SOURCE:
'''

Jackie-Jiang commented on code in PR #8584:
URL: https://github.com/apache/pinot/pull/8584#discussion_r856590568
##########
pinot-controller/src/main/java/org/apache/pinot/controller/api/upload/ZKOperator.java:
##########
@@ -92,12 +91,6 @@ public void completeSegmentOperations(String
tableNameWithType, SegmentMetadata
Response.Status.CONFLICT);
}
- // TODO Allow segment refreshing for realtime tables.
- if (TableNameBuilder.isRealtimeTableResource(tableNameWithType)) {
- throw new ControllerApplicationException(LOGGER,
- "Refresh existing segment " + segmentName + " for realtime table " +
tableNameWithType
- + " is not yet supported ", Response.Status.NOT_IMPLEMENTED);
- }
Review Comment:
(minor) Remove one extra empty line
##########
pinot-common/src/main/java/org/apache/pinot/common/utils/SegmentUtils.java:
##########
@@ -35,20 +37,23 @@ private SegmentUtils() {
// Returns the partition id of a realtime segment based segment name and
segment metadata info retrieved via Helix.

'''

GIVEN DATA:
'''

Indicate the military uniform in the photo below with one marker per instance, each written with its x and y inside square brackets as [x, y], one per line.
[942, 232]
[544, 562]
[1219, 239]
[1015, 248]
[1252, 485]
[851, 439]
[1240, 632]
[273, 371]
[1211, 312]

'''
'''

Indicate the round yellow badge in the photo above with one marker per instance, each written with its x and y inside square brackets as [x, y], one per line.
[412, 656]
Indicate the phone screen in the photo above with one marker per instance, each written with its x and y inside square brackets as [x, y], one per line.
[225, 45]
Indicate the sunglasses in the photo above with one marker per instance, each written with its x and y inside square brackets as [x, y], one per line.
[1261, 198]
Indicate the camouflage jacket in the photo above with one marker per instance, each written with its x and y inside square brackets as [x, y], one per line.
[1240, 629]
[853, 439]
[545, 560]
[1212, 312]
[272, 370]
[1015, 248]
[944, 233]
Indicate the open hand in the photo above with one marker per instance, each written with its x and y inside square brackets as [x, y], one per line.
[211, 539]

'''
'''

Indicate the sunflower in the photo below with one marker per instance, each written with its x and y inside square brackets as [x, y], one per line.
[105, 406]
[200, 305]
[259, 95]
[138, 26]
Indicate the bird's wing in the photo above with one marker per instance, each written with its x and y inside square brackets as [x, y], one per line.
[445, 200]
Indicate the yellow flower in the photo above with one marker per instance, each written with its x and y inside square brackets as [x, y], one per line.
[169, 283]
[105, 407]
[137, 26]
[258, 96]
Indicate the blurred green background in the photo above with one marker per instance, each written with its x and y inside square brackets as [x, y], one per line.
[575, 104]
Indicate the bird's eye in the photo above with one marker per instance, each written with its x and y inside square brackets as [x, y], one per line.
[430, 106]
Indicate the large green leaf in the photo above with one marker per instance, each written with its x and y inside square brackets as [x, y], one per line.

'''

PROBLEM SET:
[1] In the Pinot code review, what change does the review comment on ZKOperator.java ask for?
[2] Decide whether each statement agrees with the Pinot code review, answering yes or no and quoting the words that settle it: (a) The comment was made on PR #8584. (b) The removed code for realtime tables responded with the status CONFLICT. (c) The second file in the review is SegmentUtils.java under pinot-common.
[3] Pick up the Pinot code review where it stops and continue it.
The rows come from a separate source, unrelated to the Pinot code review.

RESPONSES BY TASK:
[1] It asks to remove one extra empty line.

[2]
(a) Yes: "Jackie-Jiang commented on code in PR #8584:"
(b) No: "Response.Status.NOT_IMPLEMENTED"
(c) Yes: "pinot-common/src/main/java/org/apache/pinot/common/utils/SegmentUtils.java:"

[3]
// Important: The method is costly because it may read data from zookeeper.
Do not use it in any query execution
// path.
- public static int getRealtimeSegmentPartitionId(String segmentName, String
realtimeTableName,
+ public static Optional<Integer> getRealtimeSegmentPartitionId(String
segmentName, String realtimeTableName,
HelixManager helixManager, String partitionColumn) {
// A fast path if the segmentName is a LLC segment name and we can get the
partition id from the name directly.
if (LLCSegmentName.isLowLevelConsumerSegmentName(segmentName)) {
- return new LLCSegmentName(segmentName).getPartitionGroupId();
+ return Optional.of(new
LLCSegmentName(segmentName).getPartitionGroupId());
}
- // Otherwise, retrieve the partition id from the segment zk metadata.
Currently only realtime segments from upsert
- // enabled tables have partition ids in their segment metadata.
+ // Otherwise, retrieve the partition id from the segment zk metadata.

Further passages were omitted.